Given request A
Extract the part of the passage on mass incarceration from "In this vein, Haney" up to and including "in many states.", copying it word for word.
Given request B
Rewrite the paragraph of the passage on mass incarceration that begins "In the second part" more briefly, keeping its main facts.
Given request C
Proceed with the passage on mass incarceration, writing on from its final sentence.

Selected extract

In the second part, Haney Lopez animates this shift in rhetoric theoretically.  In particular, he uses racial stratification theory (ala Charles Tilly and Doug Massey) to explain the shift away from welfare and towards incarceration.  Mass incarceration of men of color works because it has justified white exploitation of non-white communities.  Read “exploitation,” and think of things like slavery and Jim Crow sharecropping arrangements, or in modern era exploitation, low-wage labor from undocumented workers.

In this vein, Haney Lopez describes in detail the history of the convict lease system that flourished in the South after the Civil War.  After the war, the proportion of blacks in the Southern prison population skyrocketed, driven by the practice of leasing out of convicts as laborers to industrialists and farmers.  In the modern era, whites still profit less directly from prisons, which are a significant source of business in many states.

In addition, racial differences in criminal justice population serve to justify white hoarding of previously acquired resources.  As an example, Ian rehearses the argument by Loic Wacquant that mass incarceration helps whites to hoard the profits of globalization.  Mass incarceration is a way to manage the large number of unskilled black and brown workers left behind by globalization and the relocation offshore of industrial jobs.  One can only imagine what Occupy protests might have looked like if the ranks had been swelled with those unemployed poor and working class blacks and Latinos, who were in prison at the time.

Data lines
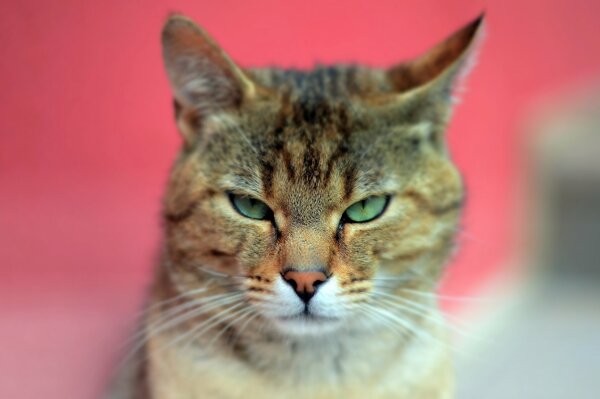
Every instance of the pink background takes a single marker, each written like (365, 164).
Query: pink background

Reply A
In this vein, Haney Lopez describes in detail the history of the convict lease system that flourished in the South after the Civil War.  After the war, the proportion of blacks in the Southern prison population skyrocketed, driven by the practice of leasing out of convicts as laborers to industrialists and farmers.  In the modern era, whites still profit less directly from prisons, which are a significant source of business in many states.

Reply B
Haney Lopez explains the rhetorical shift theoretically, using the racial stratification theory of Charles Tilly and Doug Massey to account for the move away from welfare and toward incarceration. In this view, the mass incarceration of men of color works because it has justified white exploitation of non-white communities, such as slavery, Jim Crow sharecropping, and, in the modern era, low-wage labor from undocumented workers.

Reply C
More generally, in the third part of his essay, Ian focuses on the way in which mass incarceration of black and brown men is part of a broader contest over resources. To hold onto their monopoly of profit, power and taxpayer resources, whites have needed the machinery of the criminal justice system and of law.  Among other things, whites have needed legitimate tools of violence and coercion in order to enforce exclusion and exploitation.  People often push back when they are excluded or exploited.  Violence is needed to preserve white dominance.

Criminal justice works, for example, giving unskilled whites a competitive advantage when black and brown felons are taken out of the job market, or are essentially handicapped on the labor market with their criminal record.  Mass incarceration also advantages whites in their competition for control of the levers of state power.  In prison, black and brown felon populations are in no position to politically demand for their communities “an effective jobs programs, affordable day care, decent schools and after-school programs, markets offering employment or selling healthy products at fair prices, access to mainstream financial institutions, or efficient transportation links to the broader metropolis…”  (p. 1058).  Felon disenfranchisement extends the problem.

It is precisely this sort of structural analysis—focusing on a larger coherent structural narrative as opposed to subconscious bias or naked partisan gain—that we see too little of in Alexander’s book. Haney Lopez’s analysis is much more specific to mass incarceration and far more well developed.

Precisely because I am a structuralist, I would have liked to hear how politicians, voters and law enforcement produce and reproduce these structural processes.  (Never too much structure for me…)  Still, at the end of the day, I am very happy that Haney Lopez has pushed the inquiry about mass incarceration in a very structural direction. Alexander and others writing on the subject would do well to follow his lead.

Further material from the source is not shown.